#### WHAT THE TASK ASKS:
In the text on Nissan and Brexit, the batteries for which Nissan model will the company begin making in Sunderland?

#### PROVIDED PASSAGE:
┌────────

Nissan was one of the most vocal business opponents of a no-deal Brexit, saying the imposition of tariffs would threaten the viability of its UK manufacturing base.
However, in a change of tone, Mr Gupta said that following the agreement of a tariff-free deal, Nissan would now be in a position to capitalize.
He added that the company would begin making the batteries for its long-range electric Leaf model in Sunderland later this year, a move that would likely create jobs on Wearside.
“Brexit for Nissan is positive, and being the largest automaker in the UK, we will take this opportunity to redefine the industry here.
“Brexit gives us the competitive advantage, not only in the UK, but outside the UK also. Because in how many [manufacturing] locations in Europe are the batteries localised? Very few.”
The COO also said changes to customs procedures had had no impact on Nissan because of its scale.
“The sort of problems that we are seeing in the ports is peanuts, frankly. For a global manufacturer that is running 150 markets and 40 plants around the world, to have additional documentation and to fill out a form at the border, it’s nothing.
“We were prepared for it, we had upgraded our software and our processes, it’s okay. Of course when you bring a change you need to have agility, to adapt to the new change – that’s the beauty of the organisation.”
Mr Gupta also believes the UK ban on new internal combustion engine vehicles from 2030 means consumers will begin choosing electric models from around 2024 onwards, and that Nissan will capitalize.
“I think that the UK gets the advantage by having the battery localised already.
“We are going to explore this opportunity from now onwards – not only battery, but electrified vehicles. That’s where we believe Brexit brings the competitive advantage to Nissan as a homemaker.”
He also indicated that its UK models, led by the Qashqai SUV, will have a price advantage over its direct competitor vehicles, all of which are imported.
“Of course it’s too early to say but all the statistics that we are now studying gives us the indication that we will have the competitive advantage.
“Sunderland is already one of our most competitive plants in the Nissan world. We’ve been there for more than 35 years, which means we have a very competitive supply base.
“We are also going to get an advantage with rules of origin. We are going to get an advantage from sourcing the cars which come to the UK – not only from Europe but mainly outside.”
UK Prime Minister Boris Johnson seized the COO’s comments saying the commitment to Sunderland was “a great vote of confidence in the UK and fantastic news for the brilliant Nissan workforce in Sunderland and electric vehicle manufacturing in this country”.

└────────

#### ROWS:
┌────────

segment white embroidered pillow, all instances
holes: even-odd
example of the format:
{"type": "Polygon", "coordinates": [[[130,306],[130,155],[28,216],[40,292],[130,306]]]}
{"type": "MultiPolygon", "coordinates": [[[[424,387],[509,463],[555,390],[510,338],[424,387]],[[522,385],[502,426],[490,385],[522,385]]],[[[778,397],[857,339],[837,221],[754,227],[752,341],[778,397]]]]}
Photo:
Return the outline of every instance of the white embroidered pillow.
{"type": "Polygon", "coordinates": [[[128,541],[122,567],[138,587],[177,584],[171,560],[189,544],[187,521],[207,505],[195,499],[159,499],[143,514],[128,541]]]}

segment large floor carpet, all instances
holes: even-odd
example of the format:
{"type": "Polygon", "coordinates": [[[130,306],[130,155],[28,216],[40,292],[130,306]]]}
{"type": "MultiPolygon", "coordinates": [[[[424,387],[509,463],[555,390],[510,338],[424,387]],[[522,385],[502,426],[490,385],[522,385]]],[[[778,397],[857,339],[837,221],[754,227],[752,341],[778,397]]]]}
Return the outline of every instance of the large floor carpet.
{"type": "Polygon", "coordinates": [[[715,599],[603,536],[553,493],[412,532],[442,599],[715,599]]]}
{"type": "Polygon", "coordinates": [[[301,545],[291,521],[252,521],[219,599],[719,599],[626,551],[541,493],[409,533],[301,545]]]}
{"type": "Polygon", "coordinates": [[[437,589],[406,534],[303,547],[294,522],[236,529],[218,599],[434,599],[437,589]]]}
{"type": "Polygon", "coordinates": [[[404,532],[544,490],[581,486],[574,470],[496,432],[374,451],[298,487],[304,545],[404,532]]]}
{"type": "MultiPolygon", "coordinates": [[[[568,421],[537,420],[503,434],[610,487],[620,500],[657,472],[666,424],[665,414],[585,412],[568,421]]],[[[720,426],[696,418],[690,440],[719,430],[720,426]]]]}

└────────
┌────────

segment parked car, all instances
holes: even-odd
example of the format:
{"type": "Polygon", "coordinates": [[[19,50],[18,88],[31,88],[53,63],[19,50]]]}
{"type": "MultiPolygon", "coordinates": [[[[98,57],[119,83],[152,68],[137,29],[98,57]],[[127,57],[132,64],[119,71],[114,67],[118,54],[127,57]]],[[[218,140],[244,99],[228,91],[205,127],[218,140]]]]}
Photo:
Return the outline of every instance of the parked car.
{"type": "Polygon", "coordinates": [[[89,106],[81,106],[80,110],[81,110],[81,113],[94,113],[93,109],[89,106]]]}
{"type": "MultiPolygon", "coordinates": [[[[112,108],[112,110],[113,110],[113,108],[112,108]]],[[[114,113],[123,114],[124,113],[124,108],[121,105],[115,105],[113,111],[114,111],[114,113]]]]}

└────────

#### FINAL RESULT:
The long-range electric Leaf.